This paper provides an overview of the latest Distributed
Speech Recognition (DSR) standards that will be used
to support mobile speech services.
3GPP
(3rd Generation Partnership Project) is the body
that sets the standards for GSM and UMTS mobile communications.
In June 2004 3GPP approved the DSR Extended Advanced
Front-end as the recommended codec for “Speech
Enabled Services”. This selection was based on
extensive evaluations undertaken by two of the leading
ASR vendors (IBM & Scansoft) that confirmed the
performance advantages of DSR compared to the normal
voice codec. The significance of the selection by 3GPP
is that DSR will find widespread deployment in future
GSM and 3G mobile handsets that will usher in a new
wave of applications both for speech only services
and for distributed multimodal interfaces. This brings
with it implications not only for handset device manufactures
but also server vendors and application developers.
These developments are likely to be of interest to
the VoiceXML community as it extends the reach of applications
(existing and new) to the large numbers of mobile users
while delivering substantial improvements in performance
compared to the using the normal mobile voice channel.

---+---

Reproduce the part of the passage on Distributed Speech Recognition standards that runs from "In June 2004" up to and including "and application developers.". None of the items after this note is needed.

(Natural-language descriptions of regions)

---+---

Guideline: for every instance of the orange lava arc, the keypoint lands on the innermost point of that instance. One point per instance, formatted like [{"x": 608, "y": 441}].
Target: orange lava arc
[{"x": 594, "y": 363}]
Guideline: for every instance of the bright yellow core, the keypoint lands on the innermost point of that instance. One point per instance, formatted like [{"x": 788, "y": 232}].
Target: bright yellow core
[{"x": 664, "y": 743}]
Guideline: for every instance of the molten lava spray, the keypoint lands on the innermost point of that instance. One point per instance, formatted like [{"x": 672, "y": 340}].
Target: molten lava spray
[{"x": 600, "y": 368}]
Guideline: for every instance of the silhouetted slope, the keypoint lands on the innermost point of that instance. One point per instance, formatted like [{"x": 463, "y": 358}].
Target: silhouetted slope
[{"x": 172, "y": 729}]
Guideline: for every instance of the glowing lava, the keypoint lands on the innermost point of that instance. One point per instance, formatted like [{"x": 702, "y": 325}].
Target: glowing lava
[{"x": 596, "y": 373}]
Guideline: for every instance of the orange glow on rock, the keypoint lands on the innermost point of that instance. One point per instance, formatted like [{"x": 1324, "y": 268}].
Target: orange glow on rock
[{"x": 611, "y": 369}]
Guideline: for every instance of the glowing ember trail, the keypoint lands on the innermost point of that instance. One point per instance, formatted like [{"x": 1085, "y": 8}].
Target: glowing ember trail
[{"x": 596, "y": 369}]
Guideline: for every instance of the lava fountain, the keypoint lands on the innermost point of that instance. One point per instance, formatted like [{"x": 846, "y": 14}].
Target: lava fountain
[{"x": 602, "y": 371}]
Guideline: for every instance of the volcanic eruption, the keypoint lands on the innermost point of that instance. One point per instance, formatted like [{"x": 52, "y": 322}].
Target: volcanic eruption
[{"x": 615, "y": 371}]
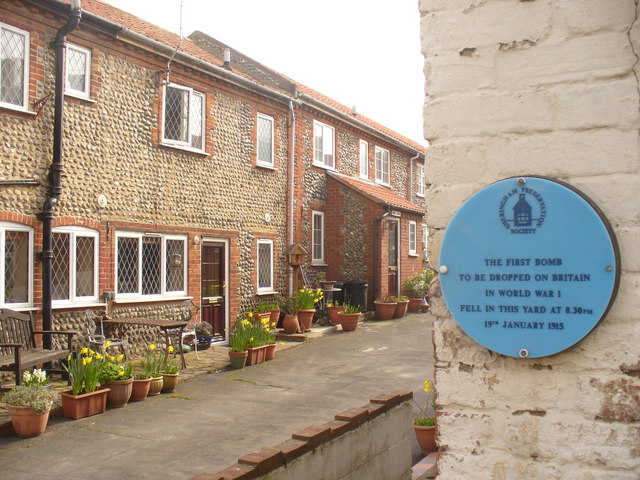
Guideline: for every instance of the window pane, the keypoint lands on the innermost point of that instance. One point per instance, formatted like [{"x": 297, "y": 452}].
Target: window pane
[
  {"x": 264, "y": 265},
  {"x": 175, "y": 265},
  {"x": 76, "y": 70},
  {"x": 265, "y": 140},
  {"x": 176, "y": 114},
  {"x": 16, "y": 267},
  {"x": 151, "y": 265},
  {"x": 60, "y": 267},
  {"x": 197, "y": 101},
  {"x": 85, "y": 259},
  {"x": 127, "y": 265},
  {"x": 12, "y": 62}
]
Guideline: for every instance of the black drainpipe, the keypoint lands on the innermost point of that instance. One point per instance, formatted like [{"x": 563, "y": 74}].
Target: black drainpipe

---+---

- Answer to this task -
In June 2004 3GPP approved the DSR Extended Advanced
Front-end as the recommended codec for “Speech
Enabled Services”. This selection was based on
extensive evaluations undertaken by two of the leading
ASR vendors (IBM & Scansoft) that confirmed the
performance advantages of DSR compared to the normal
voice codec. The significance of the selection by 3GPP
is that DSR will find widespread deployment in future
GSM and 3G mobile handsets that will usher in a new
wave of applications both for speech only services
and for distributed multimodal interfaces. This brings
with it implications not only for handset device manufactures
but also server vendors and application developers.